___ Source data ___

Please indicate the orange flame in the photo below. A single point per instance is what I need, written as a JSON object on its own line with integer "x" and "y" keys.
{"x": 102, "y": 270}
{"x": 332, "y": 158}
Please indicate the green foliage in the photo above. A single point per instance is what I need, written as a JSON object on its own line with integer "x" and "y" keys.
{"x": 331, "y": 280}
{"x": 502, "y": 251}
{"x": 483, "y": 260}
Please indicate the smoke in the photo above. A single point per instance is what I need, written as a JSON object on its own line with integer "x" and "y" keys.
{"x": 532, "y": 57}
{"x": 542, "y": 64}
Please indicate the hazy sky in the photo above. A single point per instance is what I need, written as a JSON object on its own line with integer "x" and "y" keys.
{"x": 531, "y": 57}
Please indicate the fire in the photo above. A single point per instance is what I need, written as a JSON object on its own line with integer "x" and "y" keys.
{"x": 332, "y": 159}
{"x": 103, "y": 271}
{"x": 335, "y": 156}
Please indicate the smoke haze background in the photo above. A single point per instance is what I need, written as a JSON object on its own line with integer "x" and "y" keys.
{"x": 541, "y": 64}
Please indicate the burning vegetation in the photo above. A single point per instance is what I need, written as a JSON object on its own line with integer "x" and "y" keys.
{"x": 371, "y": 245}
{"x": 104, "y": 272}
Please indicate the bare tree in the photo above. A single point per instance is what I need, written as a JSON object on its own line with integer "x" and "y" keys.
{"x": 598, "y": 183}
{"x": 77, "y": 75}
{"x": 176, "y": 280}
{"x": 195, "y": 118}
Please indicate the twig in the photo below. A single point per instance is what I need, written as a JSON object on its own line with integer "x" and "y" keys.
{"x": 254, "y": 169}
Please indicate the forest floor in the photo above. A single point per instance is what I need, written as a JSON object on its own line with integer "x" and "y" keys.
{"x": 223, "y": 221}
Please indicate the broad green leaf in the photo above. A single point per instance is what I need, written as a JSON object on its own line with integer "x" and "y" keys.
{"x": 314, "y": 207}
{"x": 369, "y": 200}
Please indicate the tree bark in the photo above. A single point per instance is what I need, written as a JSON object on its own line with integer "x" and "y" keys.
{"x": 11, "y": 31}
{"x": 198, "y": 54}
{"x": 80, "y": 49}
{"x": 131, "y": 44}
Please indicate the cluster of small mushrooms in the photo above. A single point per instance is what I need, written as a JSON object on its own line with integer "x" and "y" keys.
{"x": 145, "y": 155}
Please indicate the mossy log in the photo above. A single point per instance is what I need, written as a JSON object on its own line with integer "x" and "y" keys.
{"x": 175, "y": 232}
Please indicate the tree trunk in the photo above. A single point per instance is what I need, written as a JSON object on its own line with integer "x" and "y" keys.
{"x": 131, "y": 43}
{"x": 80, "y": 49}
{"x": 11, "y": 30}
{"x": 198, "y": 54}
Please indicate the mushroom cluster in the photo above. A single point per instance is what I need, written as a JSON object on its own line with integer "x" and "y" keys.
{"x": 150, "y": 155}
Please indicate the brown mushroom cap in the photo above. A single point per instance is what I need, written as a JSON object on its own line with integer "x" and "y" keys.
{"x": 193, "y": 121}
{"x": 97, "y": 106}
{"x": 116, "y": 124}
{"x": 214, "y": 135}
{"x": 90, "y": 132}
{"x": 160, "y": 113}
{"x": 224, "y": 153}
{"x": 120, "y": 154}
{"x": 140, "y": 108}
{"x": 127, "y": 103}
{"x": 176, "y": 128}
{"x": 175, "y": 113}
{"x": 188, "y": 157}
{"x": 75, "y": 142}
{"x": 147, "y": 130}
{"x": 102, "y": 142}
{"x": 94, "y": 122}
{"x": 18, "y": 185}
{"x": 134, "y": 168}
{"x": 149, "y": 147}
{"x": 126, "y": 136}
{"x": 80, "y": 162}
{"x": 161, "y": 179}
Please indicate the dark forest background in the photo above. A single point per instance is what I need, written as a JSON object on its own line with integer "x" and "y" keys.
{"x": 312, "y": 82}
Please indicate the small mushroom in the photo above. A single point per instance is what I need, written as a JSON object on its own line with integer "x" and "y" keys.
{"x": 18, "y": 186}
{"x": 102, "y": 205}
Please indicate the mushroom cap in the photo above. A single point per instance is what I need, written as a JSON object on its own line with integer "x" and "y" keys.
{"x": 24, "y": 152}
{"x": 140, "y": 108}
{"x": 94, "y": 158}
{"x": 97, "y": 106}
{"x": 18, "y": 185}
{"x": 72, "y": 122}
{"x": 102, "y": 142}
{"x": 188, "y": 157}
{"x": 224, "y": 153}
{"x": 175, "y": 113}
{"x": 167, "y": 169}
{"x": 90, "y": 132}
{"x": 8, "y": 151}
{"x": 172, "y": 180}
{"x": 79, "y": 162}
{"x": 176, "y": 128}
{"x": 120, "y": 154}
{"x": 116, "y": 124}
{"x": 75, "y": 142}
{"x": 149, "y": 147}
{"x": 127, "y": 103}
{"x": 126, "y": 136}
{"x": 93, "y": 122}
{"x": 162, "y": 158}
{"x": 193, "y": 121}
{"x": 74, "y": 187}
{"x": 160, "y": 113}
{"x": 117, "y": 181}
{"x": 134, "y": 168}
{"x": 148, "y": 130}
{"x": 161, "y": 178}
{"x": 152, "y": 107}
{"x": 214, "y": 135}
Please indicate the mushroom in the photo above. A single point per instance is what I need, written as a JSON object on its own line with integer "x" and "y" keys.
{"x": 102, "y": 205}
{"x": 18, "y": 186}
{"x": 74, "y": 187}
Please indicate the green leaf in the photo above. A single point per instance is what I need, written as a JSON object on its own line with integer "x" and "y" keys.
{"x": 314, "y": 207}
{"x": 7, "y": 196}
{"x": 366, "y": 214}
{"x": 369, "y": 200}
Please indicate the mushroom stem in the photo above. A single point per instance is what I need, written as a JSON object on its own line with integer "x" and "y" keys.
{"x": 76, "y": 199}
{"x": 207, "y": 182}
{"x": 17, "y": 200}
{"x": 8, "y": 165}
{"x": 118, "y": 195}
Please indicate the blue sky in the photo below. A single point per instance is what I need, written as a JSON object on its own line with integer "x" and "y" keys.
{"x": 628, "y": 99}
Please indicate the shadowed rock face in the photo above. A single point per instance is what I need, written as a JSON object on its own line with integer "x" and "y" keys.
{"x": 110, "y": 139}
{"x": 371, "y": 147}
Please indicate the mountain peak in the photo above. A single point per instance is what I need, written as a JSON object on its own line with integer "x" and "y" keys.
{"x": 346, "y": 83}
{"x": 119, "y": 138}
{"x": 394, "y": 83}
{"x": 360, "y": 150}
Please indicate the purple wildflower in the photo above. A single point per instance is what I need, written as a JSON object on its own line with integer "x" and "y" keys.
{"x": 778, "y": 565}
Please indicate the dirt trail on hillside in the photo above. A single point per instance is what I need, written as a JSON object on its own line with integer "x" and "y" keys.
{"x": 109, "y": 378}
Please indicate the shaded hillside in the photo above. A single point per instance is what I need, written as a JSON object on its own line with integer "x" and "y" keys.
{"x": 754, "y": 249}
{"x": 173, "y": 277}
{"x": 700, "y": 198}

___

◆ What you will do ◆
Everything from the line with "Please indicate the mushroom stem" through the last line of the material above should be echoed exactly, and nothing else.

◆ Expected answer ◆
Please indicate the mushroom stem in the photo above. A single point per instance is what I need, written as a JSON object on its own line with integer "x" and "y" keys.
{"x": 76, "y": 199}
{"x": 207, "y": 182}
{"x": 17, "y": 200}
{"x": 8, "y": 165}
{"x": 118, "y": 195}
Please indicate the blue sky in the photo below. A single point per instance is what I need, written as a JSON object on its own line with integer "x" and "y" keys.
{"x": 628, "y": 99}
Please indicate the shadowed rock face in the photo above. A single point per instance is what I need, written as a JSON object on its own line with integer "x" and "y" keys.
{"x": 110, "y": 139}
{"x": 371, "y": 147}
Please indicate the mountain peak in the photo above. A single point per instance is what I need, written as a JSON object on its own line with integer "x" and "y" keys.
{"x": 346, "y": 83}
{"x": 119, "y": 138}
{"x": 394, "y": 83}
{"x": 360, "y": 150}
Please indicate the purple wildflower in the photo above. A single point per instance is what I need, written as a JSON object on its own line with integer "x" and "y" keys.
{"x": 778, "y": 565}
Please indicate the dirt trail on hillside in the photo above. A single point per instance is what I need, written as a JSON object on its own line with integer "x" and "y" keys.
{"x": 109, "y": 378}
Please indicate the shaded hillside in the photo above. A single point per instance is what I need, written as a JSON object on its own line with integer "x" and "y" keys.
{"x": 754, "y": 249}
{"x": 173, "y": 277}
{"x": 700, "y": 198}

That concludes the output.